## Required actions
a. Print the passage on the Lavinia Woodward sentencing word for word, starting at "Lavinia Woodward, 24, is" and ending at "lacerations on his fingers.".
b. Proceed with the text on the Lavinia Woodward sentencing, picking up after its last sentence.

─── Excerpted text ───

Lavinia Woodward, 24, is a medical student at Oxford University. She is an aspiring heart surgeon with an excellent academic record. On 30 September 2016, under the influence of drink and drugs, she stabbed her boyfriend in the leg with a breadknife and inflicted cuts on his fingers. He sustained a 1cm leg wound and lacerations on his fingers.
Ms Woodward pleaded guilty to unlawful wounding, contrary to s20 of the Offences Against the Person Act 1861. Unusually, His Honour Judge Ian Pringle QC deferred the sentencing to 25 September 2017, indicating that if she remained drug-free and did not re-offend she may avoid an immediate custodial sentence.
The judge’s rationale was that “to prevent this extraordinary able young lady from not following her long-held desire to enter the profession she wishes to would be a sentence which would be too severe.”
A public outcry ensued. Yet, as the blogger The Secret Barrister has pointed out, the reported facts do not suggest anything out of the ordinary:
“Where a defendant who has never been in trouble is facing a custodial sentence of 2 years or under, and where they have the prospect of employment, education or caring responsibilities, judges will often strive to avoid passing a sentence of immediate imprisonment.”

─── Extracted material ───

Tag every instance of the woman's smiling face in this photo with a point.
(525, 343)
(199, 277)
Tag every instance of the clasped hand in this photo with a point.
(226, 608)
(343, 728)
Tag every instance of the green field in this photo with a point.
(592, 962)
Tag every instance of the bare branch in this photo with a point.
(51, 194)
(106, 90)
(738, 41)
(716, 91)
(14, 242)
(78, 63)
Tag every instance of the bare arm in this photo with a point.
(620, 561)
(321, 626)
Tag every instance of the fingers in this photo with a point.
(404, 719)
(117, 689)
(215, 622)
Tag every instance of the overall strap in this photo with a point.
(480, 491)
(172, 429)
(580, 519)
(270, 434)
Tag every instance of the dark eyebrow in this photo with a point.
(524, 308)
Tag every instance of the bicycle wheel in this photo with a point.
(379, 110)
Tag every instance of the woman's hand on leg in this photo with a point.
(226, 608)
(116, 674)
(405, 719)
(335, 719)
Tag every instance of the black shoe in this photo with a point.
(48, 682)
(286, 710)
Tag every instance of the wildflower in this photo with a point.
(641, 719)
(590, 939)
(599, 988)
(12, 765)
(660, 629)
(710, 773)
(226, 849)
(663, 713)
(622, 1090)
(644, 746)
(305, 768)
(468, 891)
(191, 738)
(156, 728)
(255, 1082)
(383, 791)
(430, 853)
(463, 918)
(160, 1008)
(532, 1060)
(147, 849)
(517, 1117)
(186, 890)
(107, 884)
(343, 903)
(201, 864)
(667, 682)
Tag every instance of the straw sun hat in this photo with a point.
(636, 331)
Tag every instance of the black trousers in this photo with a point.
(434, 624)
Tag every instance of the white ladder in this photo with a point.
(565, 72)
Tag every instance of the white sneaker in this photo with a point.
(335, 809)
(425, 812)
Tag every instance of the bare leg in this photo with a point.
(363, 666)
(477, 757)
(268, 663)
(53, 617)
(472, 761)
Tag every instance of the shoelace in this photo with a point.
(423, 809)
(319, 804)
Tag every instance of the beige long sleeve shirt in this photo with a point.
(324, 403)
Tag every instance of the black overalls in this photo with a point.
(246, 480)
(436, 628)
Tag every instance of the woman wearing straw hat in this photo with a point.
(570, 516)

───

## Answers below
a.
Lavinia Woodward, 24, is a medical student at Oxford University. She is an aspiring heart surgeon with an excellent academic record. On 30 September 2016, under the influence of drink and drugs, she stabbed her boyfriend in the leg with a breadknife and inflicted cuts on his fingers. He sustained a 1cm leg wound and lacerations on his fingers.

b.
Whatever the sentence, Ms Woodward may not be permitted to enter the profession. Once the criminal proceedings are over, investigations and disciplinary hearings await her. Oxford University have reportedly said that there is “no guarantee” that she will be allowed to resume her studies. In my experience of representing medical students accused of misconduct, she is unlikely to be met with the same leniency shown by the learned judge. Her “judges” will not be former barristers and judges who have seen far worse.
For students, medical school disciplinary panels are a lottery. Some are excellent; many are less so. Panel members have variable degrees of training on the fair conduct of cases, and they are seldom selected on the soundness of their judgement.
Many panels use such a high yardstick to judge the conduct of medical students that I have often wondered how many doctors would be left if such panels were ever asked to judge their actions:
“You added a colleague’s name to this publication when he hasn’t fulfilled the authorship criteria. That is dishonest and misleading. The GMC stipulates that doctors should be “honest and trustworthy.” We sentence you to immediate erasure from the register.”[i]
Some of the greats of medicine recount in their memoirs roguish pranks played on fellow medical students. They too would be gone. Doubtless many readers also have their own memories of mischief at medical school.
Medical students and doctors should aspire to high standards of ethics, but they need not be saints or paragons of virtue. Judging their conduct unforgivingly does the profession no favours. On the contrary, it runs a real risk of depriving the profession of good doctors.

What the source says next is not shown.